__Dataset__.
━━━━━━━━━━━━━━━━━━━━━━━━━━━━━━
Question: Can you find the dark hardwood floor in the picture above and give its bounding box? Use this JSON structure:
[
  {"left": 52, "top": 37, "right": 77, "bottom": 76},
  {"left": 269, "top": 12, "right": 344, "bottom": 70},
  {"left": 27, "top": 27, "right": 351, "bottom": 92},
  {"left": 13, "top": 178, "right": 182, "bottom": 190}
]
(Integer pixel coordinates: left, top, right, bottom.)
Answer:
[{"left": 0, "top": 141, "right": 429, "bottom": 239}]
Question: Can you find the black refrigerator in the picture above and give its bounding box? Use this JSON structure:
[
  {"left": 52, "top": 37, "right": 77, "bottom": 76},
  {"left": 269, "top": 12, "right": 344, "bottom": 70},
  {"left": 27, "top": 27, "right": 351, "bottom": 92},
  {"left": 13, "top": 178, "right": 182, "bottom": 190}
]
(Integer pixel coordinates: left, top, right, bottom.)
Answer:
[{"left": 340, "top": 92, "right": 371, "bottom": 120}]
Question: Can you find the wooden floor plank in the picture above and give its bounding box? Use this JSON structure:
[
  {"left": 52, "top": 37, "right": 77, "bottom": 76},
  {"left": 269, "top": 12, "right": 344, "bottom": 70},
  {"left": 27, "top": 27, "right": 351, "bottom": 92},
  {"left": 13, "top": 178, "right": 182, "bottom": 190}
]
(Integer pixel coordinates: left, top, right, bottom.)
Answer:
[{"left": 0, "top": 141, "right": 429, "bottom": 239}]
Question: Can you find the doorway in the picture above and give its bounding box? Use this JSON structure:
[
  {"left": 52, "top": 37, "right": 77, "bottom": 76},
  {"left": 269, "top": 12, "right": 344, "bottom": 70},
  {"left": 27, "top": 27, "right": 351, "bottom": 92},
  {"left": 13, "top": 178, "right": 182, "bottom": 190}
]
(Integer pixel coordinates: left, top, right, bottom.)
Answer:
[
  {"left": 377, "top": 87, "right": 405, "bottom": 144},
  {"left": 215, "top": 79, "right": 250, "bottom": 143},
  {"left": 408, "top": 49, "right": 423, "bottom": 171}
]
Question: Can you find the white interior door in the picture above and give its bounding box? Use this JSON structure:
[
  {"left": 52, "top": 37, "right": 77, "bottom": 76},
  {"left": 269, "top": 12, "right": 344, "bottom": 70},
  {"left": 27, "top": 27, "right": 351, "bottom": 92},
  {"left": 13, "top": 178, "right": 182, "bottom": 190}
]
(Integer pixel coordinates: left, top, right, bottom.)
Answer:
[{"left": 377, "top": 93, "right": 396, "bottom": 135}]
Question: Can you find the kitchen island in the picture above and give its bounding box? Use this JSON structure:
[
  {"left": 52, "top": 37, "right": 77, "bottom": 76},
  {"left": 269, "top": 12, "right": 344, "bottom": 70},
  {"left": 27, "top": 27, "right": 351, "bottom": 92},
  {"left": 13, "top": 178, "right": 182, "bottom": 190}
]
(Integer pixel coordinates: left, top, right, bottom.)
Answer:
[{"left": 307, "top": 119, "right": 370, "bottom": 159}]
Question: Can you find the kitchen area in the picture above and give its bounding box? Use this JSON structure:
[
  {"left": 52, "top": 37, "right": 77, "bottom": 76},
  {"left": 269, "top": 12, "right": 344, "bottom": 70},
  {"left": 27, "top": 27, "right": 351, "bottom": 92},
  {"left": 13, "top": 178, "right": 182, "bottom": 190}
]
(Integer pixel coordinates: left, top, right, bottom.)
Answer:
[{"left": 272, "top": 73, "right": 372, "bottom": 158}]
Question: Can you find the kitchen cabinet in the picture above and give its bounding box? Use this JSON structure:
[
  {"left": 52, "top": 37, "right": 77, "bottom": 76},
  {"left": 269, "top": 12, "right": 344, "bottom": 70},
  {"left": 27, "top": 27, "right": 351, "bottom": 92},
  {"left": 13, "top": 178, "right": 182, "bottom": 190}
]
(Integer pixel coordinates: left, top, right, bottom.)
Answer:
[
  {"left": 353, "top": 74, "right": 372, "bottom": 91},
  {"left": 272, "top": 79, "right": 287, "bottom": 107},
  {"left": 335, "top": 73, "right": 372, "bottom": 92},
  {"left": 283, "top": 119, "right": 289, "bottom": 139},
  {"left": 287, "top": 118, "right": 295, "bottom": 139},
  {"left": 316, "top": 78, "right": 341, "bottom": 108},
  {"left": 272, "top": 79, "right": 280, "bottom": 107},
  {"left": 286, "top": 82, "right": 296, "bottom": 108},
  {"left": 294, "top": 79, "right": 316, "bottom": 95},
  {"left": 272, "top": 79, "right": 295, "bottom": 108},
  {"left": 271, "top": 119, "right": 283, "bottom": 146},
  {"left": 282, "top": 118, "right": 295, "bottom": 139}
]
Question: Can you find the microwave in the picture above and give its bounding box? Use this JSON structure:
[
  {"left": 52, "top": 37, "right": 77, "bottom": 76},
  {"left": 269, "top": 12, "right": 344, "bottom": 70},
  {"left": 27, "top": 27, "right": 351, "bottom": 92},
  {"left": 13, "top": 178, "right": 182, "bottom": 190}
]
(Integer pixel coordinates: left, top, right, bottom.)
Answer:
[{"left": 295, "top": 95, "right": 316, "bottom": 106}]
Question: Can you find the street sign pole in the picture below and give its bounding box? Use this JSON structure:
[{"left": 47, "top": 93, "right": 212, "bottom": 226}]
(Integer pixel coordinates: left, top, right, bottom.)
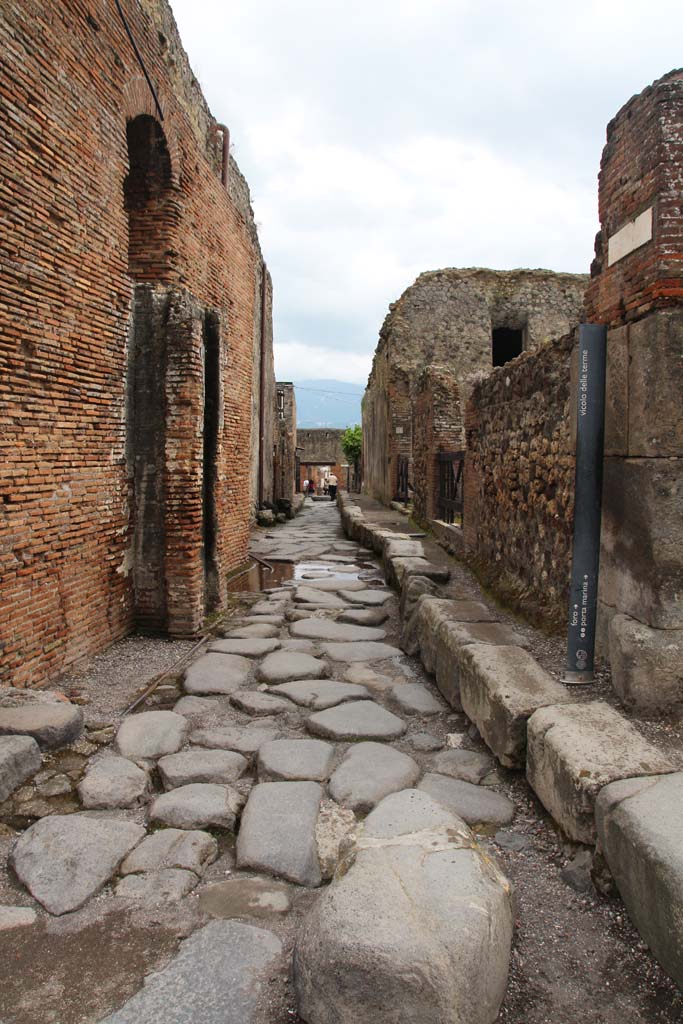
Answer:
━━━━━━━━━━━━━━━━━━━━━━━━━━━━━━
__Do this__. Quote every record above exactly, leaving out any pictures.

__Solution for this task__.
Question: Can you find the dark hardwood floor in the picture above and give its bounding box? Use this JSON structure:
[
  {"left": 52, "top": 37, "right": 77, "bottom": 76},
  {"left": 269, "top": 12, "right": 344, "bottom": 70},
  {"left": 27, "top": 27, "right": 351, "bottom": 92},
  {"left": 13, "top": 178, "right": 182, "bottom": 190}
]
(Integer pixel coordinates: left, top, right, bottom.)
Answer:
[{"left": 0, "top": 141, "right": 429, "bottom": 239}]
Question: Can you find the black refrigerator in the picture above and give its bounding box? Use this JSON structure:
[
  {"left": 52, "top": 37, "right": 77, "bottom": 76},
  {"left": 269, "top": 12, "right": 344, "bottom": 70},
  {"left": 27, "top": 27, "right": 351, "bottom": 92},
  {"left": 13, "top": 178, "right": 182, "bottom": 190}
]
(Integer pixel coordinates: left, top, right, bottom.)
Answer:
[{"left": 340, "top": 92, "right": 371, "bottom": 120}]
Question: Can you find the wooden floor plank in the picture above and give its bounding box? Use this JSON structure:
[
  {"left": 52, "top": 37, "right": 77, "bottom": 76},
  {"left": 269, "top": 12, "right": 344, "bottom": 70},
  {"left": 27, "top": 27, "right": 351, "bottom": 92},
  {"left": 13, "top": 178, "right": 182, "bottom": 190}
]
(Integer pixel coordinates: left, top, right, bottom.)
Answer:
[{"left": 0, "top": 141, "right": 429, "bottom": 239}]
Question: Can you find the doorway in the picture above and give its bounding box? Use this JSON structure:
[
  {"left": 52, "top": 37, "right": 77, "bottom": 76},
  {"left": 269, "top": 12, "right": 344, "bottom": 70},
  {"left": 27, "top": 27, "right": 351, "bottom": 92},
  {"left": 13, "top": 178, "right": 182, "bottom": 190}
]
(Integer pixel coordinates: left, top, right, bottom.)
Answer:
[
  {"left": 377, "top": 87, "right": 405, "bottom": 144},
  {"left": 215, "top": 79, "right": 250, "bottom": 143},
  {"left": 408, "top": 49, "right": 423, "bottom": 171}
]
Question: Can you find the white interior door in the picture above and give its bounding box? Use this JSON structure:
[
  {"left": 52, "top": 37, "right": 77, "bottom": 76},
  {"left": 269, "top": 12, "right": 344, "bottom": 70},
  {"left": 27, "top": 27, "right": 351, "bottom": 92},
  {"left": 13, "top": 178, "right": 182, "bottom": 190}
]
(Integer pixel coordinates: left, top, right, bottom.)
Answer:
[{"left": 377, "top": 93, "right": 396, "bottom": 135}]
Question: Can you find the kitchen island in the picture above and give its bounding box? Use this JSON structure:
[
  {"left": 52, "top": 37, "right": 77, "bottom": 76},
  {"left": 269, "top": 12, "right": 344, "bottom": 70},
  {"left": 27, "top": 27, "right": 351, "bottom": 92},
  {"left": 13, "top": 178, "right": 182, "bottom": 190}
]
(Integer pixel coordinates: left, top, right, bottom.)
Answer:
[{"left": 307, "top": 119, "right": 370, "bottom": 159}]
Question: Can you find the kitchen area in the picture above and give its bounding box? Use this JSON structure:
[
  {"left": 52, "top": 37, "right": 77, "bottom": 76},
  {"left": 269, "top": 12, "right": 344, "bottom": 70},
  {"left": 27, "top": 27, "right": 351, "bottom": 92},
  {"left": 13, "top": 178, "right": 182, "bottom": 190}
]
(Integer pixel coordinates: left, top, right, bottom.)
Answer:
[{"left": 272, "top": 73, "right": 372, "bottom": 158}]
Question: Can you find the kitchen cabinet in the picture above and give its bounding box? Use this JSON structure:
[
  {"left": 52, "top": 37, "right": 77, "bottom": 76},
  {"left": 269, "top": 12, "right": 344, "bottom": 70},
  {"left": 27, "top": 27, "right": 351, "bottom": 92},
  {"left": 13, "top": 178, "right": 182, "bottom": 190}
]
(Integer pixel coordinates: left, top, right, bottom.)
Answer:
[
  {"left": 353, "top": 74, "right": 372, "bottom": 91},
  {"left": 272, "top": 79, "right": 287, "bottom": 107},
  {"left": 335, "top": 73, "right": 372, "bottom": 92},
  {"left": 283, "top": 119, "right": 289, "bottom": 139},
  {"left": 287, "top": 118, "right": 295, "bottom": 139},
  {"left": 316, "top": 78, "right": 341, "bottom": 108},
  {"left": 272, "top": 79, "right": 280, "bottom": 107},
  {"left": 286, "top": 82, "right": 296, "bottom": 108},
  {"left": 294, "top": 79, "right": 316, "bottom": 95},
  {"left": 272, "top": 79, "right": 295, "bottom": 108},
  {"left": 271, "top": 119, "right": 283, "bottom": 146},
  {"left": 282, "top": 118, "right": 295, "bottom": 139}
]
Question: Can you find the microwave in the picture above and give its bounding box? Use this JSON structure:
[
  {"left": 52, "top": 37, "right": 77, "bottom": 76},
  {"left": 269, "top": 12, "right": 344, "bottom": 70},
  {"left": 27, "top": 27, "right": 351, "bottom": 92},
  {"left": 13, "top": 178, "right": 182, "bottom": 190}
]
(Integer pixel coordinates: left, top, right, bottom.)
Answer:
[{"left": 295, "top": 95, "right": 316, "bottom": 106}]
Question: Can you find the street sign pole in the picture below and give its bounding box? Use this JSON structure:
[{"left": 47, "top": 93, "right": 212, "bottom": 226}]
(Integer pixel coordinates: left, top, right, bottom.)
Answer:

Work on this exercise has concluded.